TASK:
Copy out, word for word, the part of the listing below that runs from the line containing "One point per instance of the string" down to the line containing "pixel 696 583", including both of those lines. Give only those lines.

AVAILABLE RECORDS:
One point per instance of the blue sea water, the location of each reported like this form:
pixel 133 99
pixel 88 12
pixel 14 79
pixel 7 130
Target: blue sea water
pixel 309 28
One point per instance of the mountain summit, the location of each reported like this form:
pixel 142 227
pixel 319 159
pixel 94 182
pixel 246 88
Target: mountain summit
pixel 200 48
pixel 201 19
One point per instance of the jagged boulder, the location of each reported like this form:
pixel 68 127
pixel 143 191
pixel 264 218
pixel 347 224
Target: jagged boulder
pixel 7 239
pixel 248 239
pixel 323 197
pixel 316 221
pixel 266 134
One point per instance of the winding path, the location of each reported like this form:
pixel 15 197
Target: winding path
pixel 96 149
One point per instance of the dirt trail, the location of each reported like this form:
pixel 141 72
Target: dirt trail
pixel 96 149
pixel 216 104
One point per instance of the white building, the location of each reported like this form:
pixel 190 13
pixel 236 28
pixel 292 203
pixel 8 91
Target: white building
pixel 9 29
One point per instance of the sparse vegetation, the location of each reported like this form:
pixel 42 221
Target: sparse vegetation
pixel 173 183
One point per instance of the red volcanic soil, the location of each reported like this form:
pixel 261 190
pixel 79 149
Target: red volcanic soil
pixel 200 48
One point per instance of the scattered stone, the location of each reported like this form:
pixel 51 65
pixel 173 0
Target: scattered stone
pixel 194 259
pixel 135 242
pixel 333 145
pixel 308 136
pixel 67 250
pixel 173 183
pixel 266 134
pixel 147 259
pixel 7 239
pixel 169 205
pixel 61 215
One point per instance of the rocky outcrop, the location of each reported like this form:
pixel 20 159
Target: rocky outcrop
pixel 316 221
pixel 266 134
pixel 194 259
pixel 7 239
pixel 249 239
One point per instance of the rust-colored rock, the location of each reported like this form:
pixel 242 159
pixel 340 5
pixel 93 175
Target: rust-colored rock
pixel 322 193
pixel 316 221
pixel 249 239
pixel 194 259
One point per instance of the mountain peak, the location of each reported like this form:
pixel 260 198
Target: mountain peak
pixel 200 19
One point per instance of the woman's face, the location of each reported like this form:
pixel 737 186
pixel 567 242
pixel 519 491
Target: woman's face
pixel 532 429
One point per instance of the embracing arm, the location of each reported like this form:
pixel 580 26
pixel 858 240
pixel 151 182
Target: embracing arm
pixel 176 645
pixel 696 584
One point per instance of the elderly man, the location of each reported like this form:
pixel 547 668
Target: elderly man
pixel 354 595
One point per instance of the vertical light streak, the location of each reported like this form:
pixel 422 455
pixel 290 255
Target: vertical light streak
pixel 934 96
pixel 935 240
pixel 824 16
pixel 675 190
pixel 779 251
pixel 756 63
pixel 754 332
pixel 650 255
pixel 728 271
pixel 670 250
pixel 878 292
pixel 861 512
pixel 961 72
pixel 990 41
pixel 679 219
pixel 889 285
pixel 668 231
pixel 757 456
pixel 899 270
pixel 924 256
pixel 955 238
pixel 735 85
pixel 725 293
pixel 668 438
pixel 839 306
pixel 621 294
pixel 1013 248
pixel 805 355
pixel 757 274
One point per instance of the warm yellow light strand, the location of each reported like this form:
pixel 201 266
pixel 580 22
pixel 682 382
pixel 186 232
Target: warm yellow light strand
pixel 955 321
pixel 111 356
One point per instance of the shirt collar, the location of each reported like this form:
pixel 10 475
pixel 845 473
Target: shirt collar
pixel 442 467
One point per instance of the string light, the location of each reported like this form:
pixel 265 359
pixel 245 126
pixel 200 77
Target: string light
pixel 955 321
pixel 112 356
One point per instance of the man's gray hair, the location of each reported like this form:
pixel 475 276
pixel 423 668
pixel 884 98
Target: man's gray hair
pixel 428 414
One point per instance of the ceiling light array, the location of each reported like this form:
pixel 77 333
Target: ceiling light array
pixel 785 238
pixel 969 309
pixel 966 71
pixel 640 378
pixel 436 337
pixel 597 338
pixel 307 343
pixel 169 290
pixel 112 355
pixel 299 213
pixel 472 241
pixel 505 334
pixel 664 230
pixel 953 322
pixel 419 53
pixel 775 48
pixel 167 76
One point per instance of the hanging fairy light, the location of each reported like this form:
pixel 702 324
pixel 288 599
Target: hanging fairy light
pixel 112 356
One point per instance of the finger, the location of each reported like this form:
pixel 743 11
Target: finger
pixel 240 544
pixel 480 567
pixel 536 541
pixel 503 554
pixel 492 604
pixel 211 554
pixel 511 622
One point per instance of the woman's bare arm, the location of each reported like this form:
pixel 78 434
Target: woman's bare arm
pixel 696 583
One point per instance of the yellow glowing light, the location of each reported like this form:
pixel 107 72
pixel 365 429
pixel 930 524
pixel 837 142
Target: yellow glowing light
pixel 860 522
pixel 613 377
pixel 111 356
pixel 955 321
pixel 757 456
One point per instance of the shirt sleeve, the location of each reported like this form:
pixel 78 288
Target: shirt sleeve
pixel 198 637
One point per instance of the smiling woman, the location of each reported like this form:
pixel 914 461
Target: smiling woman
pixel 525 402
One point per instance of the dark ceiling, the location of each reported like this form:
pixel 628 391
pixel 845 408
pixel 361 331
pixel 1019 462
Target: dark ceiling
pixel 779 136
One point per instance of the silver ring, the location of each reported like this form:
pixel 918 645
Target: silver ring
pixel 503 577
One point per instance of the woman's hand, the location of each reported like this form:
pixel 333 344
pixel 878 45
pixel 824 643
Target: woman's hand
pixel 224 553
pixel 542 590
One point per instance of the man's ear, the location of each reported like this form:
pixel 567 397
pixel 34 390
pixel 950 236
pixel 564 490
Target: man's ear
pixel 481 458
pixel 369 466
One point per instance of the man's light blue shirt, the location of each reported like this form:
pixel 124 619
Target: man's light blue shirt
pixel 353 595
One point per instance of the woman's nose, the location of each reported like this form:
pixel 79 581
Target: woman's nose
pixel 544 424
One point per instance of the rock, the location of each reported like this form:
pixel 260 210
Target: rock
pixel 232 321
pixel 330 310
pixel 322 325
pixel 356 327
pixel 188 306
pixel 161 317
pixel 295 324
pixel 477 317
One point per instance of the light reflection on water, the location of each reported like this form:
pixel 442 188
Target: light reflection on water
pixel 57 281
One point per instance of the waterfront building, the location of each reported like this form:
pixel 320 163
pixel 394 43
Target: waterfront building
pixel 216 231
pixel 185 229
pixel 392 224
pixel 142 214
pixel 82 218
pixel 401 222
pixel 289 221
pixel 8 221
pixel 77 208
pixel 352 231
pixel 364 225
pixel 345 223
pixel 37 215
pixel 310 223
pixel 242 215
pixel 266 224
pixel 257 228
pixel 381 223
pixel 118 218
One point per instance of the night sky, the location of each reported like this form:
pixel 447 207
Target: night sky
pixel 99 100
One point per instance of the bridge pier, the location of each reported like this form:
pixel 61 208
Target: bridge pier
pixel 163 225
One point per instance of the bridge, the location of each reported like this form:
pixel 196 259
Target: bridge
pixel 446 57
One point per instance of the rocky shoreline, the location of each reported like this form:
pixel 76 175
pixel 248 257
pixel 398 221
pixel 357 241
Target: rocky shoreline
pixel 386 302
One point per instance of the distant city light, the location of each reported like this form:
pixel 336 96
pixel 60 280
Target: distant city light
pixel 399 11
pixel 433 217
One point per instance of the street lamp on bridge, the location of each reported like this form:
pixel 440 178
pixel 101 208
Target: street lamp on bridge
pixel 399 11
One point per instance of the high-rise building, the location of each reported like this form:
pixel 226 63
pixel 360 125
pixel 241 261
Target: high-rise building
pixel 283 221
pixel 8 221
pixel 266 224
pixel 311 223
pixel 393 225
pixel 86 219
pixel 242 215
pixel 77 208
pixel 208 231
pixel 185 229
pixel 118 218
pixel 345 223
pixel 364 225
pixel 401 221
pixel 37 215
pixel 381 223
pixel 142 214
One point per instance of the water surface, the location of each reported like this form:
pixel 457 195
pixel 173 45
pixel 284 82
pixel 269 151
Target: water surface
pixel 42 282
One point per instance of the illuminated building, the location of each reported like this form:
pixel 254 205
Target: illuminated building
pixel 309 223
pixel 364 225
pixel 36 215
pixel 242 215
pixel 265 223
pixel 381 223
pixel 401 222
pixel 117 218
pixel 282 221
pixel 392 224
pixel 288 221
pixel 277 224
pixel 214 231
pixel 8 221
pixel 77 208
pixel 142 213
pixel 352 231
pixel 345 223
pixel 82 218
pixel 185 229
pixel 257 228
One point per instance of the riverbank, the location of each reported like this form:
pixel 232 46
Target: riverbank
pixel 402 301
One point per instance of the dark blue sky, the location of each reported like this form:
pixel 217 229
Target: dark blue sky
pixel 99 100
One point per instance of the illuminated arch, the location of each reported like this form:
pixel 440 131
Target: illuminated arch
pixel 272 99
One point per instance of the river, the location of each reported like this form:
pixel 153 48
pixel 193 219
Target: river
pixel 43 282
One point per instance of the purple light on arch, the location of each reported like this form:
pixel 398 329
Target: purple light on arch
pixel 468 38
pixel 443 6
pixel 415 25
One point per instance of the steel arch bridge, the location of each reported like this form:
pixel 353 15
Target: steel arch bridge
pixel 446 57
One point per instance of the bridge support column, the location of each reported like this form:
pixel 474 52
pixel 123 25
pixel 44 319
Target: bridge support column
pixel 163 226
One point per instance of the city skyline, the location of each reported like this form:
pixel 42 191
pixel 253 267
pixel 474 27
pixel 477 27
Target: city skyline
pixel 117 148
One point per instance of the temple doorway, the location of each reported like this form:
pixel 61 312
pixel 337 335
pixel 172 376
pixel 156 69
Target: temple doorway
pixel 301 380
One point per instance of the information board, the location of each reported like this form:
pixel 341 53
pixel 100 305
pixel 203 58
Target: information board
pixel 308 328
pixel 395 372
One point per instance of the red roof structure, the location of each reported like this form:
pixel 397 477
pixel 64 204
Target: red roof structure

ANSWER TO THIS TASK:
One point per instance of the string light, the location of each reported like this form:
pixel 265 359
pixel 245 126
pixel 200 77
Target: string light
pixel 955 321
pixel 112 356
One point per instance of the man's gray hair, the location of each reported like this form:
pixel 475 276
pixel 423 668
pixel 884 98
Target: man's gray hair
pixel 428 414
One point per instance of the ceiling light array, the location of each reported like this form:
pixel 77 333
Target: ceiling light array
pixel 785 238
pixel 969 309
pixel 966 71
pixel 640 378
pixel 436 337
pixel 597 338
pixel 307 343
pixel 169 290
pixel 112 355
pixel 299 213
pixel 472 241
pixel 505 334
pixel 664 230
pixel 953 322
pixel 419 53
pixel 775 48
pixel 167 76
One point per instance of the hanging fairy light, the location of each reported like this form:
pixel 702 324
pixel 288 599
Target: hanging fairy light
pixel 112 356
One point per instance of the finger, the location of each reported like this form:
pixel 743 11
Target: finger
pixel 240 544
pixel 480 567
pixel 536 541
pixel 503 554
pixel 492 604
pixel 211 554
pixel 511 622
One point per instance of the woman's bare arm, the location of each reported like this form:
pixel 78 434
Target: woman's bare arm
pixel 696 583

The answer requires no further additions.